→ Data for processing

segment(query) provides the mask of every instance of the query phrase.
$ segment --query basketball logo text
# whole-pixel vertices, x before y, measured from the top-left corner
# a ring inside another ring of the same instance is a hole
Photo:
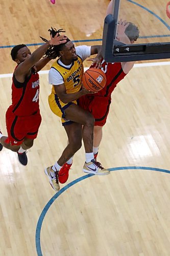
[[[99,76],[96,79],[96,81],[99,82],[100,83],[101,83],[103,80],[103,78],[102,76]]]
[[[95,84],[95,83],[94,83],[93,82],[91,81],[90,78],[88,79],[88,81],[92,84],[92,88],[94,88],[96,91],[99,91],[99,90],[100,90],[100,87]]]

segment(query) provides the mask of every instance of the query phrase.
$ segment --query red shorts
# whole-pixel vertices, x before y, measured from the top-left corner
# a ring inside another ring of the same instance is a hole
[[[103,126],[109,114],[110,97],[84,95],[79,99],[78,104],[82,109],[90,112],[95,118],[95,126]]]
[[[38,129],[41,122],[39,110],[31,116],[16,116],[9,108],[6,112],[6,125],[8,138],[6,143],[18,145],[22,144],[26,138],[37,138]]]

→ Instructions for the task
Could you put each line of the rows above into a JSON list of strings, one string per line, skipping blank lines and leaving out the pictures?

→ Reply to the task
[
  "segment(query) provides the mask of every instance of the query phrase.",
  "$ segment --query basketball logo text",
  "# whole-pixel vertices, x before y, measured from the top-left corner",
  "# a ring inside another ring of the same instance is a hole",
  "Photo:",
  "[[[99,76],[96,79],[96,81],[99,82],[100,83],[101,83],[103,80],[103,78],[102,76]]]",
  "[[[95,84],[95,83],[94,83],[93,82],[91,81],[90,78],[88,79],[88,81],[92,84],[92,88],[94,88],[96,91],[99,91],[99,90],[100,90],[100,87]]]",
  "segment(query) provides the mask of every instance of the query phrase.",
  "$ segment --query red shorts",
  "# whole-pixel vertices, x before y, measured from the top-left corner",
  "# a ring inside another ring of the same instance is a hole",
  "[[[103,126],[109,114],[110,97],[84,95],[79,99],[78,104],[82,109],[90,112],[95,118],[95,126]]]",
  "[[[38,129],[41,122],[39,110],[31,116],[16,116],[9,108],[6,112],[6,125],[8,138],[6,143],[18,145],[22,144],[26,138],[37,138]]]"
]